Search the records for the string "lavender" and copy every line in which it appears.

#### The data:

--------------------------------

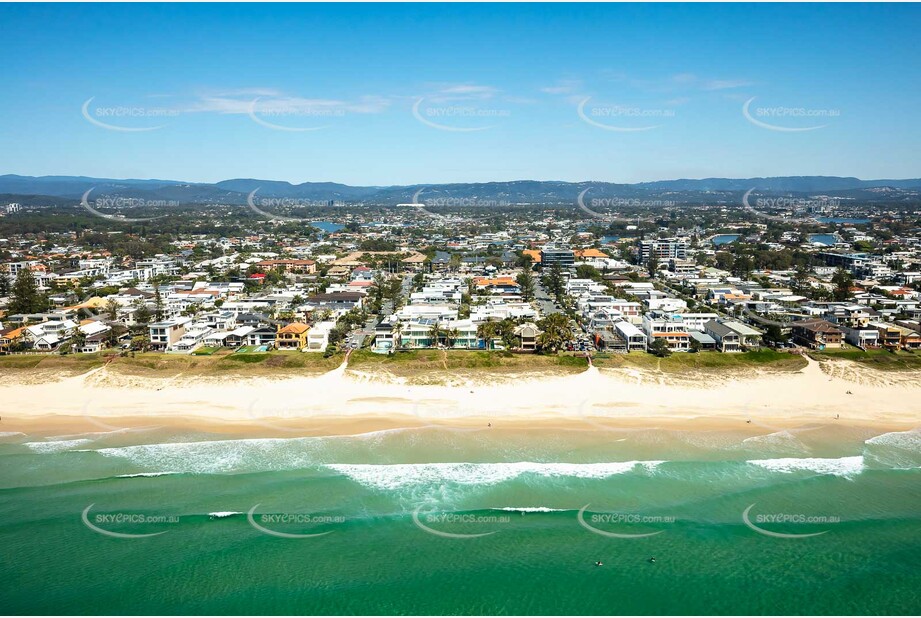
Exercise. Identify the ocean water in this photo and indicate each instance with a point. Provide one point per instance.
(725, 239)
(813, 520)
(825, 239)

--------------------------------

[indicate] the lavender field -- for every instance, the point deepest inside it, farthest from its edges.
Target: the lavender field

--------------------------------

#### Worked solution:
[indicate] the lavender field -- for every instance, the point deepest inside it, farthest from its edges.
Target: the lavender field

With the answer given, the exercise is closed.